Task requirements >> Copy out the data below word for word, leaving out the pictures.

Materials provided >>

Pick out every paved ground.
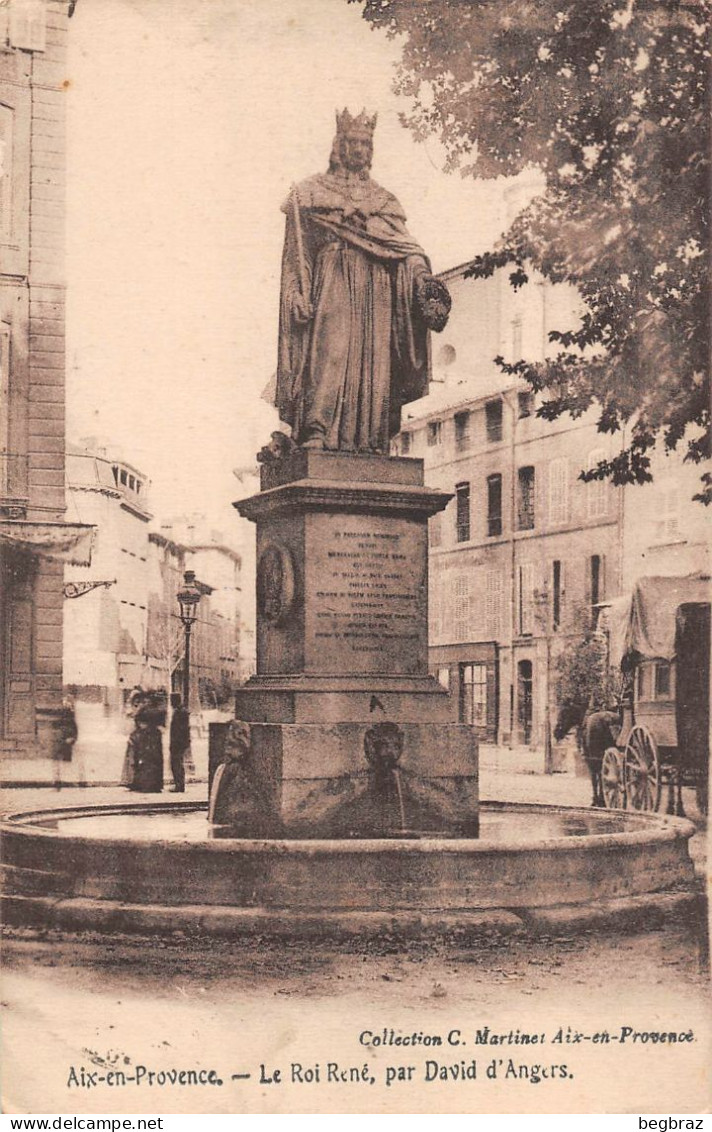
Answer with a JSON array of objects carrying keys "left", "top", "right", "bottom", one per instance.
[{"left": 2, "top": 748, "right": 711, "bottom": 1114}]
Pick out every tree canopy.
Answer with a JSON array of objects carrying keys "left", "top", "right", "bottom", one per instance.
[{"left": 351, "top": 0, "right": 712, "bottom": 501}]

Exercise result >>
Pick out every paved ground.
Answer with a JSON array of objects carrying keys "left", "top", "right", "bottom", one per instance.
[{"left": 2, "top": 748, "right": 711, "bottom": 1114}]
Pick out every tree canopy.
Answer with a JSON array of objects carrying keys "left", "top", "right", "bottom", one per instance.
[{"left": 351, "top": 0, "right": 712, "bottom": 501}]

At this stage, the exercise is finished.